▶ _Your task_:
Return each line from the records below that contains the word "grass".
====== Material shown ======
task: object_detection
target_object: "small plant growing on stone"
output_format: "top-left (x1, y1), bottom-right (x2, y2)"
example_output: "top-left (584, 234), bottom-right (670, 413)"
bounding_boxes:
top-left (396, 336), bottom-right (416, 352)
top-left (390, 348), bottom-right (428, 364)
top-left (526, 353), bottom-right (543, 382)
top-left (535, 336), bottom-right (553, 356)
======
====== Material shown ======
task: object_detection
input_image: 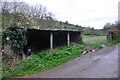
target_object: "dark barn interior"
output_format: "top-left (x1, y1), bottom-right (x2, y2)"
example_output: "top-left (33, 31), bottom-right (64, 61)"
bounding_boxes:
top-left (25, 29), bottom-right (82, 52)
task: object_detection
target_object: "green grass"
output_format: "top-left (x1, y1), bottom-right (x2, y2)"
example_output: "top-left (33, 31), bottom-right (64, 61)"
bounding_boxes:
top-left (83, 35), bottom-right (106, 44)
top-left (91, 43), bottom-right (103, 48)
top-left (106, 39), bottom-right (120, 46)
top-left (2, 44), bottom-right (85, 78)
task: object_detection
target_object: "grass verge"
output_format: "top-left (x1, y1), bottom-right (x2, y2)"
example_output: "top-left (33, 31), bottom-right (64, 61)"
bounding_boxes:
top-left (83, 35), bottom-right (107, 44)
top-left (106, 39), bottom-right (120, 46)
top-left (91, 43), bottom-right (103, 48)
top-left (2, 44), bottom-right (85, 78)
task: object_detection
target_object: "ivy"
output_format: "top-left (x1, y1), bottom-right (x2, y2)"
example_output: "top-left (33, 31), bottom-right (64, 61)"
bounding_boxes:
======
▶ _Answer to this exercise_:
target_object: "green grass"
target_object: "grass verge"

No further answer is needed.